== SOURCE TEXT ==

About Me

Kate Goodenough

I am an interdisciplinary scientist that specializes in movement ecology and life history strategies of birds. I completed my undergraduate education in marine biology and zoology at Humboldt State University in Northern California and followed up with a M.S. in Ecology from San Diego State University in Southern California. Currently, I am a PhD candidate researcher at the University of Oklahoma under the direction of Dr. Eli Bridge. I study larids and their allies, a group that includes terns, gulls, and skimmers because I think they are important bio-indicators of changing resource dynamics in the environment. Species that have longer generation times may not be able to develop micro-adaptations in response to climate change. Instead they seem to develop intriguing behavioral mechanisms to compensate for aspects of environmental variation. It is a passion of mine to unearth these interesting life history trade-offs that allow for the survival of these species.

I have six ongoing research projects that focus on Black Skimmer, Gull-billed Tern, Elegant Tern, and American Oystercatcher movement ecology and life history strategies: 1) Nest site selection and life history strategies of terns and Black Skimmers in the Peruvian Amazon. 2) Migration ecology of the Elegant Tern Thalasseus elegans, 3) Unraveling space use for the Black Skimmer using GPS telemetry in New York, 4) Gull-billed Tern diet and foraging dynamics in Southern California, and 5) Determining rates of juvenile survival of the Black Skimmer in Southern California. My 6th project is a collaboration with Dr. Patricia Sczcys from Eastern Connecticut State University to look at population dynamics of the Black Skimmer across the Americas. 

Aside from the research, I am a catmom to my Russian Gray Maverick; and I am an amateur photographer. Most of the photos you see here are my own.

===
== DATA EXTRACT ==

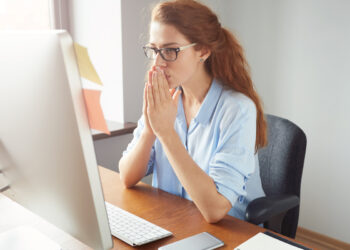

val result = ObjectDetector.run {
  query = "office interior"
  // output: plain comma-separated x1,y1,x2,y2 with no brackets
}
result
0,0,350,249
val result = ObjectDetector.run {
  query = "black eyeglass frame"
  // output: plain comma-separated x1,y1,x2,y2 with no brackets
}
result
142,43,197,62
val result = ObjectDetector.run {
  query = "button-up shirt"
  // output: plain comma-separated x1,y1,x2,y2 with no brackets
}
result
123,79,265,219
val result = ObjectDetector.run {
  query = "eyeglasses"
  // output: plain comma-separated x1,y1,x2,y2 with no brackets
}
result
143,43,196,62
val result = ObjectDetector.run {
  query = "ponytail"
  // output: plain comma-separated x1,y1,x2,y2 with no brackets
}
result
152,0,267,151
205,28,267,151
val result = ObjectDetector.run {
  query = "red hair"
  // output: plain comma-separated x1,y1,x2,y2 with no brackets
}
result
152,0,267,151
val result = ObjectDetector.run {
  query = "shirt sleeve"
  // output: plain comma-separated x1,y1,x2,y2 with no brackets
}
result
209,103,256,206
123,116,155,175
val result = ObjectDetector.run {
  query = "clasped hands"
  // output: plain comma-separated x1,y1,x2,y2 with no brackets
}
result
143,66,181,139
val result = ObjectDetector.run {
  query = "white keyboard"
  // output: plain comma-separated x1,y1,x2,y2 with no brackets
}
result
106,202,172,246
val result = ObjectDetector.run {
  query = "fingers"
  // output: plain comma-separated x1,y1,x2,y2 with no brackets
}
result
152,71,161,106
143,82,147,113
146,83,154,110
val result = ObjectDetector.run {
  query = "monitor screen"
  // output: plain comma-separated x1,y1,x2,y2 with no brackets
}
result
0,30,112,249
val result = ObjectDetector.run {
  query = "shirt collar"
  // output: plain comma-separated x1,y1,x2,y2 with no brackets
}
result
178,78,223,124
195,78,222,124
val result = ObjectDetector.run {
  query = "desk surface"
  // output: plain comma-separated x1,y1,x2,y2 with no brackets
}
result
99,167,266,250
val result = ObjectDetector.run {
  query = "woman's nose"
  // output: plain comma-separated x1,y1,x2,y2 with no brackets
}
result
154,52,166,67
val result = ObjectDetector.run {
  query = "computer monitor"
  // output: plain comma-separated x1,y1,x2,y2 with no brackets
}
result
0,31,113,249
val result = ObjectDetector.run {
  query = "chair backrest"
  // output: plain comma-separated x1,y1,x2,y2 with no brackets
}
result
258,114,306,237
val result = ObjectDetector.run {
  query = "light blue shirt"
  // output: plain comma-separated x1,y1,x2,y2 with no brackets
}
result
123,79,265,219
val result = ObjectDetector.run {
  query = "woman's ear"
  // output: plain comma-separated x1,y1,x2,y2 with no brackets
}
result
200,46,211,61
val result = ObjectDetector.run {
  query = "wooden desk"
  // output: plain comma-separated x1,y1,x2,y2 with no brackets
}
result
99,167,266,250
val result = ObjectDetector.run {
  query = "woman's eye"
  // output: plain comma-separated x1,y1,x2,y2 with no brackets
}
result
164,49,173,54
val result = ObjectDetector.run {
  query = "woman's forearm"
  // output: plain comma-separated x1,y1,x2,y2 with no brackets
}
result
119,132,155,187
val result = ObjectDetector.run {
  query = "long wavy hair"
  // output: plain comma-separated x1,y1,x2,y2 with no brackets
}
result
152,0,267,151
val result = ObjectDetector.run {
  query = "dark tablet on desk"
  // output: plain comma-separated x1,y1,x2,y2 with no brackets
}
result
158,232,224,250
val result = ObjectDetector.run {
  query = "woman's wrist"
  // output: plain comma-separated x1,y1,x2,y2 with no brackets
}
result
141,129,156,142
157,129,178,144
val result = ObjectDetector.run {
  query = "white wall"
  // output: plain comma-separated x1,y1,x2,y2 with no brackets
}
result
204,0,350,242
66,0,124,122
65,0,154,122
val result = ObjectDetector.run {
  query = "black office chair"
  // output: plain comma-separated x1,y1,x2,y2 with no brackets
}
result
245,114,306,238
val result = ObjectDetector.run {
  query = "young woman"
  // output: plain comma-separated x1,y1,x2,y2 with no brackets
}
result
119,0,266,223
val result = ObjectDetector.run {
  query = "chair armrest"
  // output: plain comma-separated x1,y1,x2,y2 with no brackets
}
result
245,195,299,225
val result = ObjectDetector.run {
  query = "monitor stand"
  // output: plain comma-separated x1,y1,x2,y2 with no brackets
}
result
0,226,61,250
0,173,10,193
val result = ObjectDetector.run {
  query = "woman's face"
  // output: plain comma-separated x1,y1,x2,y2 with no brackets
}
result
149,21,201,88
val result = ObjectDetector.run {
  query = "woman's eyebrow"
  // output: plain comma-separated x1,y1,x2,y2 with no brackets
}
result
150,42,179,48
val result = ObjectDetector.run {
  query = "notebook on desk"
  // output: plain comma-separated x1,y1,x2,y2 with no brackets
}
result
234,231,312,250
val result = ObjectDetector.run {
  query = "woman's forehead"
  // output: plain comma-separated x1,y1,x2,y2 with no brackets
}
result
149,21,188,47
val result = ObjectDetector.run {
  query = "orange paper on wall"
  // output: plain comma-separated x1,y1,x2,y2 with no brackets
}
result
83,89,111,135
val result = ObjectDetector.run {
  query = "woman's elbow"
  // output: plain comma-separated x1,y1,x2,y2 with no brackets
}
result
203,212,227,224
119,172,136,188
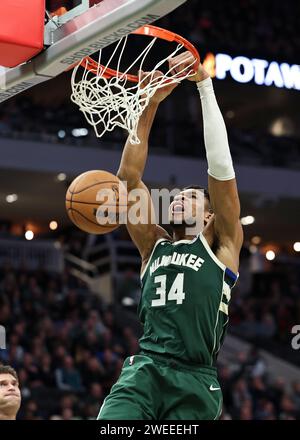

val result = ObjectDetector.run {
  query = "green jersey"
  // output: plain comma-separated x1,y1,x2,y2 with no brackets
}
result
138,234,237,365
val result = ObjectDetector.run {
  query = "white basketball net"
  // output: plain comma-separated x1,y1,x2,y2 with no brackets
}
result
71,36,195,144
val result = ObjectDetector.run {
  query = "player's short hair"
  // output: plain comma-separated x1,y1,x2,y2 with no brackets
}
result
0,364,19,380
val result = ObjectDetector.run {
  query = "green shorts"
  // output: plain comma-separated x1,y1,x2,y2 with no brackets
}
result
97,352,222,420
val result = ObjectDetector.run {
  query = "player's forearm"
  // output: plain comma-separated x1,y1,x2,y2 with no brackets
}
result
197,78,235,181
117,102,159,187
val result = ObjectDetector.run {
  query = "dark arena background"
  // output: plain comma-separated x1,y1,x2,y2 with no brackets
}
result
0,0,300,420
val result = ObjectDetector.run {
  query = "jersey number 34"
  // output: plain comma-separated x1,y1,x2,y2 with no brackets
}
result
151,273,185,307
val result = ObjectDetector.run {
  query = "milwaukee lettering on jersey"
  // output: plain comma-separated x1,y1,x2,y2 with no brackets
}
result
150,252,204,275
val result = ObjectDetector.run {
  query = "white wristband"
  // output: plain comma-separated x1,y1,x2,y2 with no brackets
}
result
197,78,235,180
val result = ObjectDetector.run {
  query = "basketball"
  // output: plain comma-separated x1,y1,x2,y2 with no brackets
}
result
66,170,127,234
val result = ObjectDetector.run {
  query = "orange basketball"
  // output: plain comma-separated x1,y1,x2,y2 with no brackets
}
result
66,170,127,234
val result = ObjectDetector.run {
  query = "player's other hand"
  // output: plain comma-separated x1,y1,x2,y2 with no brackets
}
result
139,70,179,104
169,51,209,82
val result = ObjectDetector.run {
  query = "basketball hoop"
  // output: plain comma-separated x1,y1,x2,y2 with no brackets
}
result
71,25,200,144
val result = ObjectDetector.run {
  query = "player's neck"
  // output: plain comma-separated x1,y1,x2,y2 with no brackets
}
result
0,410,16,420
173,227,197,241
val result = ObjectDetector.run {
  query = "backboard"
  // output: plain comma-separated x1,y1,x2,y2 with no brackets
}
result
0,0,187,102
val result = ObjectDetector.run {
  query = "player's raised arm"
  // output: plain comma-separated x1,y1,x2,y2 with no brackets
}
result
171,52,243,271
117,72,176,262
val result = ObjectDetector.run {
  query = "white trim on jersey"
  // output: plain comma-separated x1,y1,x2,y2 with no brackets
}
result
172,235,198,245
141,238,170,280
211,274,225,365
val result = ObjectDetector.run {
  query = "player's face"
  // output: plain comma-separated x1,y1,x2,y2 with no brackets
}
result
169,189,205,226
0,374,21,413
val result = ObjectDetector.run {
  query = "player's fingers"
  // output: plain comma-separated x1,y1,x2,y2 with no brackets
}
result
169,52,195,75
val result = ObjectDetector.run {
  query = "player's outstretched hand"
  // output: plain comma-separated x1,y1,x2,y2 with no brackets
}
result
169,51,209,82
139,70,178,104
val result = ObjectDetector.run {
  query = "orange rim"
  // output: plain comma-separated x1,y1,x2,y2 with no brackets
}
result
80,25,200,83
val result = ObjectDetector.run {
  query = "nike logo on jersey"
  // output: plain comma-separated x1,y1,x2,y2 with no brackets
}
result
209,385,221,391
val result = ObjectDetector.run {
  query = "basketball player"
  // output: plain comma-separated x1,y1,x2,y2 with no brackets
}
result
0,364,21,420
98,52,243,420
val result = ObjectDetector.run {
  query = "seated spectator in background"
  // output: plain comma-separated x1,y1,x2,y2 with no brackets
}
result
0,365,21,420
55,356,83,391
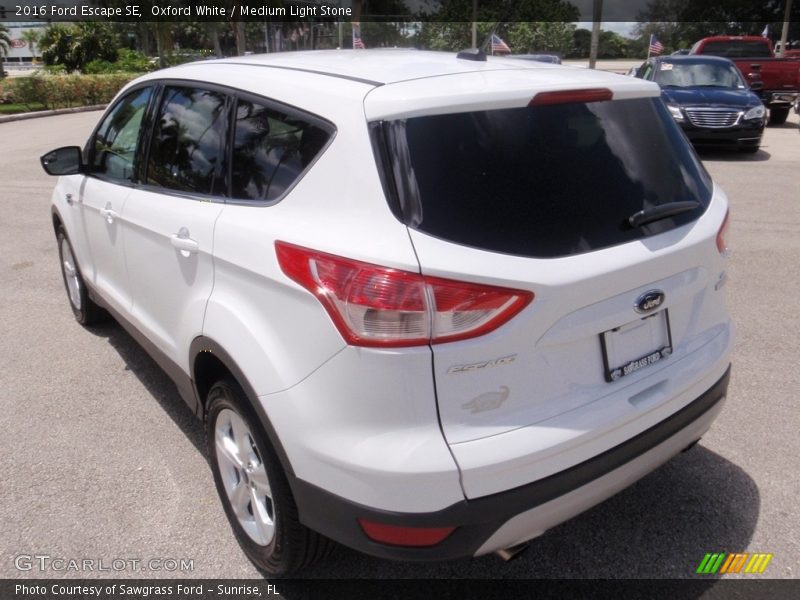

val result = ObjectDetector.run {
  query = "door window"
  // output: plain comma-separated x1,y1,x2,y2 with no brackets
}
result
91,87,153,182
147,86,226,195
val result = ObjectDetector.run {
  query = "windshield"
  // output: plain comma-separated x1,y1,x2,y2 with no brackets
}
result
655,62,746,89
373,98,712,258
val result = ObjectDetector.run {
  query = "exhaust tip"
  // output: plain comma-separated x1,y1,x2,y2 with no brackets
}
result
495,542,530,562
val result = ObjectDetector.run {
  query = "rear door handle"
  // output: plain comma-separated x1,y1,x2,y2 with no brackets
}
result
170,227,200,256
100,203,119,225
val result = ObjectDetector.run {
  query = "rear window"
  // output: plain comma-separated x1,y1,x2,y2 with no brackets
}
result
702,40,771,58
373,98,712,258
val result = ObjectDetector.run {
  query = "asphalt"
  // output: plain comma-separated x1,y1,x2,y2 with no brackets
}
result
0,112,800,579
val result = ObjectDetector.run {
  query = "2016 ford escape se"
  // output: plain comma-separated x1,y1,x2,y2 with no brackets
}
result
42,50,732,574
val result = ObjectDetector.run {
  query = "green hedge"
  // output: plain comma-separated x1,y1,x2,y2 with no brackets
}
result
0,73,138,109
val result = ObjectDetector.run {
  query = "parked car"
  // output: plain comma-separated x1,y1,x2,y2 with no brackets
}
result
42,50,732,575
638,56,766,152
691,35,800,125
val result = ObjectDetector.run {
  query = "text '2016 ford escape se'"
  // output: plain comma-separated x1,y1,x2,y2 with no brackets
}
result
42,50,732,574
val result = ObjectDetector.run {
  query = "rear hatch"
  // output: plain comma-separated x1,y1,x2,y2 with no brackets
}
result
367,73,727,450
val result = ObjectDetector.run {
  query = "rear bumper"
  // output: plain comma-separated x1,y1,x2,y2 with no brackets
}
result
290,367,730,560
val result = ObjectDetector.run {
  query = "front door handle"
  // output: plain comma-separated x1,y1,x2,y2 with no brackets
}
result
100,202,119,225
169,227,200,256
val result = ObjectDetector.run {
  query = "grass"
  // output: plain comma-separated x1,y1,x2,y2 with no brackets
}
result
0,102,44,115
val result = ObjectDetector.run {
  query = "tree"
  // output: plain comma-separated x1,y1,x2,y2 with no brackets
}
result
506,21,575,55
416,0,579,53
20,29,42,58
39,21,117,73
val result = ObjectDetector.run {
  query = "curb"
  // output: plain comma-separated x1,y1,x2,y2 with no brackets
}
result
0,104,107,123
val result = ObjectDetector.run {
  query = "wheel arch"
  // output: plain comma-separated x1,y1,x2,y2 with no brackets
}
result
189,336,294,481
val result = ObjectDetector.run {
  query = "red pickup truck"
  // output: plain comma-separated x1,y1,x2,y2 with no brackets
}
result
689,35,800,125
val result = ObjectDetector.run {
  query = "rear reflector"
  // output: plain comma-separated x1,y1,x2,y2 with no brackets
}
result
358,519,456,548
275,241,533,347
717,211,731,254
528,88,614,106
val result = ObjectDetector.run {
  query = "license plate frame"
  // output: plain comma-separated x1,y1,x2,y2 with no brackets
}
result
600,308,672,383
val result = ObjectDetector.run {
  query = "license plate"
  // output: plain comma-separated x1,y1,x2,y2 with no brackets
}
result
600,310,672,382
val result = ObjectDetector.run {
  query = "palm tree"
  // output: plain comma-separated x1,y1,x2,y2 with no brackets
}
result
0,23,11,78
20,29,42,60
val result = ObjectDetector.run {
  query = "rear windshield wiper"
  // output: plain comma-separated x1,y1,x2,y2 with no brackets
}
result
628,200,700,227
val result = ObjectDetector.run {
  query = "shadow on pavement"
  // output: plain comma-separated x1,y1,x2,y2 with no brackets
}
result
84,322,760,588
696,147,772,162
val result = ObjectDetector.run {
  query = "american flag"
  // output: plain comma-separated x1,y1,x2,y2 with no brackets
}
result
650,33,664,54
491,34,511,54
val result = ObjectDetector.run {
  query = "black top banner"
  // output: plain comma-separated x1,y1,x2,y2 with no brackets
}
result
0,0,800,23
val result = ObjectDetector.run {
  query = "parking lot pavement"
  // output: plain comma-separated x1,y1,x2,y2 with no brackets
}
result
0,113,800,579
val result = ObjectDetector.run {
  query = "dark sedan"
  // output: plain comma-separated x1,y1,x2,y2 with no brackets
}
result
637,56,766,152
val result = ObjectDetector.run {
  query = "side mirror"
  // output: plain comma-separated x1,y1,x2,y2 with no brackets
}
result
39,146,86,175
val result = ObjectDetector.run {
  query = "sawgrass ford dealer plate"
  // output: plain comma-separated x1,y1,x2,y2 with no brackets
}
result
600,310,672,382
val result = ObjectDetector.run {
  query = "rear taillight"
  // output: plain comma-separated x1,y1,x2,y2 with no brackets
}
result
275,242,533,347
717,211,731,254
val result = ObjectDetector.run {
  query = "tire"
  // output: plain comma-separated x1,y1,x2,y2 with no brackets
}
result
206,379,334,576
769,106,790,125
56,225,108,325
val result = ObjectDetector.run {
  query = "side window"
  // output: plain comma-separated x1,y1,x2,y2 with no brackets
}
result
147,86,227,195
231,99,330,201
91,87,153,182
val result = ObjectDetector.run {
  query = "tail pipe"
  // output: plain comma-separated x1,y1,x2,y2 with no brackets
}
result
495,542,530,562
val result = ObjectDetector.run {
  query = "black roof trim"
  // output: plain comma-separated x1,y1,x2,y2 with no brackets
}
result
181,61,386,87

===

> [TASK DETAILS]:
Reproduce the About Me text verbatim, from the passage beginning with "I have six ongoing" through the one ending with "across the Americas.".

> [YOUR SOLUTION]:
I have six ongoing research projects that focus on Black Skimmer, Gull-billed Tern, Elegant Tern, and American Oystercatcher movement ecology and life history strategies: 1) Nest site selection and life history strategies of terns and Black Skimmers in the Peruvian Amazon. 2) Migration ecology of the Elegant Tern Thalasseus elegans, 3) Unraveling space use for the Black Skimmer using GPS telemetry in New York, 4) Gull-billed Tern diet and foraging dynamics in Southern California, and 5) Determining rates of juvenile survival of the Black Skimmer in Southern California. My 6th project is a collaboration with Dr. Patricia Sczcys from Eastern Connecticut State University to look at population dynamics of the Black Skimmer across the Americas.